◆ CONSEGNA
Nella recensione del romanzo qui sotto, elenca tutto ciò che compone la tranquilla normalità londinese lasciata da Thomas Foley.

◆ TESTO PROPOSTO
Lasciata la sua tranquilla normalità a Londra, (un monotono impiego ore 9-17, una moglie ansiosa con bimba piccola, una mamma saggia e un vicino ficcanaso) Thomas Foley, il nostro protagonista che viene definito come un incrocio tra Gary Cooper e Dirk Bogarde è pronto ad entrare nella sua avventura da cinematografo: un gustoso intreccio tra una parodistica spy story, inquietudini sentimentali e promesse di trasgressione.

L’ironia, la capacità di fare sul serio senza prendersi sul serio e il sapiente dosaggio di attendibilità e di parodia mi sembrano gli elementi che maggiormente caratterizzano questo romanzo: ci si gusta un’atmosfera da Bulli e Pupe senza cadere in banali déjà vu, mentre la spy story è costellata da un’innumerevole serie di  macchiette e stereotipi, tanto più divertenti quanto più volutamente e ricercatamente scontati. Ma Jonathan Coe si diverte con il lettore che crede di saperla lunga, come il gatto fa con il topo: ogni sorpresa sembra quella definitiva, in ogni pagina abbiamo la sensazione di avere sotto controllo la situazione e attendiamo soltanto di planare su ciò che pensiamo un approdo già ampiamente annunciato, quand’ecco che siamo sorpresi da un guizzo imprevisto, un colpo di coda inaspettato, una nuova rivelazione, fino all’ultima pagina.

◆ MATERIALE FORNITO

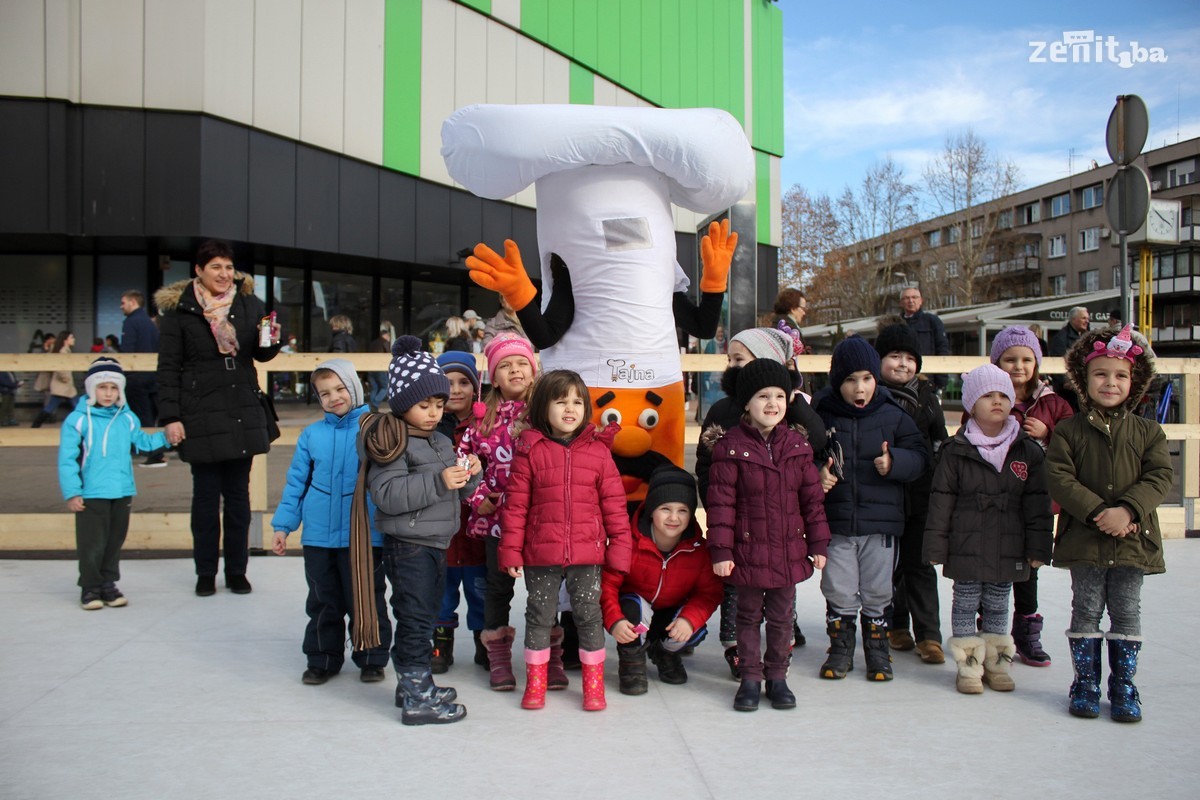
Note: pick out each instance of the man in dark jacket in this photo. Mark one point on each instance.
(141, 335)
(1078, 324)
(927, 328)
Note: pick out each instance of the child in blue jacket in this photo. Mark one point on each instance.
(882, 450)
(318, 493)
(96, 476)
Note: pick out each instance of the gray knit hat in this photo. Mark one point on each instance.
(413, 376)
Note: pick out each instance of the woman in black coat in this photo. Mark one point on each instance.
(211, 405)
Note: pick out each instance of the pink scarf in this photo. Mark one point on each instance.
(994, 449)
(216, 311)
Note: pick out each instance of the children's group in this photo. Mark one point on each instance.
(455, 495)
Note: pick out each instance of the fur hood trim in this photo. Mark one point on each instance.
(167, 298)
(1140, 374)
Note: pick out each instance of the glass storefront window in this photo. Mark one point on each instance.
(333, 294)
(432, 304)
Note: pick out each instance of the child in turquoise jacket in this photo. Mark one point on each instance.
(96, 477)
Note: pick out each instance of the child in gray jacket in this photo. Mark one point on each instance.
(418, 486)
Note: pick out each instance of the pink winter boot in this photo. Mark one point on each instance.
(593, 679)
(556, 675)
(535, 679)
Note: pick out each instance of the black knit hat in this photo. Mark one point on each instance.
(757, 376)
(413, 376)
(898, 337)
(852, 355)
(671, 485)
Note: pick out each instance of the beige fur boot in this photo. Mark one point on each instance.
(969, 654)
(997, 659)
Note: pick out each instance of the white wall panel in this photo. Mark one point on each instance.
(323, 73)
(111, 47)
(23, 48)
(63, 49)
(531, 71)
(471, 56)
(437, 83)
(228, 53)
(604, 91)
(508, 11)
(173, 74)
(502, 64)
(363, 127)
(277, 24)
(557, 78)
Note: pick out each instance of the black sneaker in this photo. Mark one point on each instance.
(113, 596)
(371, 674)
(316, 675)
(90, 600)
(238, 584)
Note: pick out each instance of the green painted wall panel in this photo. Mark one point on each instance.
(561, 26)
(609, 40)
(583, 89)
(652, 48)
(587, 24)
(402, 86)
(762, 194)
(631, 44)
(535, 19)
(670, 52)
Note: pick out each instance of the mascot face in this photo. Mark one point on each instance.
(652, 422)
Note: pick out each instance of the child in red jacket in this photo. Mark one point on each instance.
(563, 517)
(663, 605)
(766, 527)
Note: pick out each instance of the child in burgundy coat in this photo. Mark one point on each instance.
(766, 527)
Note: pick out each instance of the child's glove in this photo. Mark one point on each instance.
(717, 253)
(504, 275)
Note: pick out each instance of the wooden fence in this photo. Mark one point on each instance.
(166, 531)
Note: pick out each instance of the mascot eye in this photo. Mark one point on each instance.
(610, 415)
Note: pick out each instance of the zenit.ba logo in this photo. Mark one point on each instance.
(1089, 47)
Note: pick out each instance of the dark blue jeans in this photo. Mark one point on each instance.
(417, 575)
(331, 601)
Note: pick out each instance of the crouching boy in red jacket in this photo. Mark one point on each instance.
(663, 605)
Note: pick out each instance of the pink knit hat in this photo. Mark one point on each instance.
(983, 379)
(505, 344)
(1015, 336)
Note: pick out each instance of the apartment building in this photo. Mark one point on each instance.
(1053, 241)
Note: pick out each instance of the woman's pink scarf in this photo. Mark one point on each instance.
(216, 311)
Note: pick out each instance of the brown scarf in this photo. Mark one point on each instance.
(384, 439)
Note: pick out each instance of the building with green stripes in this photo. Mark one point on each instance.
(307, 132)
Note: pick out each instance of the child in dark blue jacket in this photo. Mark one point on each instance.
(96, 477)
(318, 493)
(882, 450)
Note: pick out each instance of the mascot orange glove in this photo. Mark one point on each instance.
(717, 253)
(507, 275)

◆ RISPOSTA COMPLETA
- un monotono impiego ore 9-17
- una moglie ansiosa con bimba piccola
- una mamma saggia
- un vicino ficcanaso